Prompt:
Reproduce the lines of the data below word for word, from the line containing "It would mean a lot if you could pinpoint the tall" through the end of the data.

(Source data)
%%
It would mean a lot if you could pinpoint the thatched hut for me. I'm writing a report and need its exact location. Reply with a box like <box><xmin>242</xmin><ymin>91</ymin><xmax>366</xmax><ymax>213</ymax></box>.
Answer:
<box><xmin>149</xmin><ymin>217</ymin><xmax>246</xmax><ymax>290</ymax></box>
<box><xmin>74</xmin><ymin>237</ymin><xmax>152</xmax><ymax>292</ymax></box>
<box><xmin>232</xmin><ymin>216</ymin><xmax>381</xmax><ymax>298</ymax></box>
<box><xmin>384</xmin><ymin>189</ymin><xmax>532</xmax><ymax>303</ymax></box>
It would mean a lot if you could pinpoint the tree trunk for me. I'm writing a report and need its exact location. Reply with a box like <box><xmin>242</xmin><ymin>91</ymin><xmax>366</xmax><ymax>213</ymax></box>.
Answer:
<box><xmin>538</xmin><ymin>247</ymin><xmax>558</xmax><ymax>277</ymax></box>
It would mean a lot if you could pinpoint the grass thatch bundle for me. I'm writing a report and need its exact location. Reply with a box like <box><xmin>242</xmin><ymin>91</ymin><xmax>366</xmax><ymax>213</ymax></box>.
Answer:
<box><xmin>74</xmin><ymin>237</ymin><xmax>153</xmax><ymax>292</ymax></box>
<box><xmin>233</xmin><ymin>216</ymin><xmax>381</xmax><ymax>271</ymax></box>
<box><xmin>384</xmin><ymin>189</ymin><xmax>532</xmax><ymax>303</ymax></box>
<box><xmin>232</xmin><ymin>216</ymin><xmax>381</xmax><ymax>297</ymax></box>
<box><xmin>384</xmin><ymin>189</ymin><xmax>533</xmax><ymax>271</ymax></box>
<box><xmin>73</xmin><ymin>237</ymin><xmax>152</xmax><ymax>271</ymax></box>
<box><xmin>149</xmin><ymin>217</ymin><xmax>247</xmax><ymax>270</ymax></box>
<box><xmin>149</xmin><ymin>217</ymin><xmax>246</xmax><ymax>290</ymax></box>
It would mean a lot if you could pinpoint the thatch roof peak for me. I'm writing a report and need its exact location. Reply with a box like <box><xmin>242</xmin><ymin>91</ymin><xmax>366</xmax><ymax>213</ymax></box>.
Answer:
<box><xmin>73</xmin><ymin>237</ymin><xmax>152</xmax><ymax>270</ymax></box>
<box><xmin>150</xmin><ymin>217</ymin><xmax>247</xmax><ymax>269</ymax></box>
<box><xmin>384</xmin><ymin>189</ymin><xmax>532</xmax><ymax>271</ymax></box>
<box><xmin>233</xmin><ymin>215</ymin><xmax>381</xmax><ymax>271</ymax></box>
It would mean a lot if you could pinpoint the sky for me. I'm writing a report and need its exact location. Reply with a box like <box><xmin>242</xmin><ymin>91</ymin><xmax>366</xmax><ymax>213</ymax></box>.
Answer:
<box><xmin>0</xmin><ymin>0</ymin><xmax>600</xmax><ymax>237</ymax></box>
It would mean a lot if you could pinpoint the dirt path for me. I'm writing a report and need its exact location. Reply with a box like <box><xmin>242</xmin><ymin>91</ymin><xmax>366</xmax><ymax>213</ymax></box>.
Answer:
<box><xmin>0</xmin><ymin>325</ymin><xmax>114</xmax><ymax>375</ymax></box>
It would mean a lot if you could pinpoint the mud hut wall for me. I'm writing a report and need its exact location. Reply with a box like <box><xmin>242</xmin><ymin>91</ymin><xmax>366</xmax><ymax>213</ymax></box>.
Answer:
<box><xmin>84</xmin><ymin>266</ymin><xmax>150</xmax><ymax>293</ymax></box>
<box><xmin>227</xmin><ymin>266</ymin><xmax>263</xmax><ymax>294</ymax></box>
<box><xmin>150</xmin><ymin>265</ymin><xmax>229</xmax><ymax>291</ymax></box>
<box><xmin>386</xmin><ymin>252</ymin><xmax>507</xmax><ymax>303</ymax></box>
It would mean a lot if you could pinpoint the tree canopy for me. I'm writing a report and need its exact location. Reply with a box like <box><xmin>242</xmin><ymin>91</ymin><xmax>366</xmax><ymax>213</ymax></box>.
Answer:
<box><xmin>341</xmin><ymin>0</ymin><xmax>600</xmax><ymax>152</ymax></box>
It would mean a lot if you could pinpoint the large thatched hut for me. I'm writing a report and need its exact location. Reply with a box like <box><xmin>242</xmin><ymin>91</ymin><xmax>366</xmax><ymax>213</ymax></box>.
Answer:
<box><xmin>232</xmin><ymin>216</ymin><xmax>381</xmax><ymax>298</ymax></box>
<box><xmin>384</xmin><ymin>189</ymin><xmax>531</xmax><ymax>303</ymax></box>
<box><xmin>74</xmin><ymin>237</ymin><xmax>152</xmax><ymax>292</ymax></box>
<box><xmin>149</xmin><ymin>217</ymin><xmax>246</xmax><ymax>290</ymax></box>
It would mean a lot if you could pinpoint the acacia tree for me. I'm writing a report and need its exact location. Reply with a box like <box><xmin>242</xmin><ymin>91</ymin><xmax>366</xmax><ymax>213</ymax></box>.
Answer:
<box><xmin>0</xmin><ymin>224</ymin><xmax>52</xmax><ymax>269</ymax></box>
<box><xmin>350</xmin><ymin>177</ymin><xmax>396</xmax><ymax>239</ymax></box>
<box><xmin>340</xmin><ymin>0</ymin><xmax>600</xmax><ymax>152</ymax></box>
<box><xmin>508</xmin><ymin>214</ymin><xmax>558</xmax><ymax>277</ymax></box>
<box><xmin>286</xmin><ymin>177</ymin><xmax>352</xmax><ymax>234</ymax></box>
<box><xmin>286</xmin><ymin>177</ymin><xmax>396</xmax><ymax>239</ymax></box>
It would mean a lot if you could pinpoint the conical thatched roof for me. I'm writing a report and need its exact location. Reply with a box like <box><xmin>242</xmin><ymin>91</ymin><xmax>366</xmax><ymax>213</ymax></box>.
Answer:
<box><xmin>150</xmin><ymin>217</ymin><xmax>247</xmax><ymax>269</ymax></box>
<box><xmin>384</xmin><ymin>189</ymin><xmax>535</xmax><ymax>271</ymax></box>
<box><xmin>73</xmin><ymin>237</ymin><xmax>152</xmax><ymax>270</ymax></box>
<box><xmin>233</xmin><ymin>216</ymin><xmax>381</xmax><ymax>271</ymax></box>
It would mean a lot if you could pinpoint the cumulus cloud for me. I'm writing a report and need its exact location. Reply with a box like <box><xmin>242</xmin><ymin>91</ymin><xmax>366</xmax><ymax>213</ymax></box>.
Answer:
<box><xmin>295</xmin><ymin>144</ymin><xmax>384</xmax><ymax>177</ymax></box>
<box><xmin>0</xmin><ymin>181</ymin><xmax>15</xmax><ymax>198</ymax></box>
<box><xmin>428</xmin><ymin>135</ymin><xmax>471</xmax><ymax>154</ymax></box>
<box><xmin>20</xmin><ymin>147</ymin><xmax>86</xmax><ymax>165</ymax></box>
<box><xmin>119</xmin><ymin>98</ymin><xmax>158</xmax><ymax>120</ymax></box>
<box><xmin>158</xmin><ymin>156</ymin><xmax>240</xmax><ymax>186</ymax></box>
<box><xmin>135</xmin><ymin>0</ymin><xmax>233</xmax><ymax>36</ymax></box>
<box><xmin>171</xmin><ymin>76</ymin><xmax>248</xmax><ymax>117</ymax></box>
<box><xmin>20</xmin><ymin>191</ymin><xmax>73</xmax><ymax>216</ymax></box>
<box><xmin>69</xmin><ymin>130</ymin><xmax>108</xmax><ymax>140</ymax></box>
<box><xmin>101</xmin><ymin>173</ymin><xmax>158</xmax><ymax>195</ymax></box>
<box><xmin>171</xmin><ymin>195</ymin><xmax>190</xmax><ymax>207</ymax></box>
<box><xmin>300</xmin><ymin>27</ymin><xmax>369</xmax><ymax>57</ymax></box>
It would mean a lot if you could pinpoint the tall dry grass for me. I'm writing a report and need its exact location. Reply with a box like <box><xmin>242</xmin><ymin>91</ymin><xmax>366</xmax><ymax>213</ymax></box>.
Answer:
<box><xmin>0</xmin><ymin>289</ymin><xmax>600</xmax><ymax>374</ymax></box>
%%
Task answer:
It would mean a lot if you could pinpoint the tall dry grass for me. I'm writing a report and need its exact location. Reply with a box like <box><xmin>242</xmin><ymin>91</ymin><xmax>366</xmax><ymax>213</ymax></box>.
Answer:
<box><xmin>0</xmin><ymin>289</ymin><xmax>600</xmax><ymax>374</ymax></box>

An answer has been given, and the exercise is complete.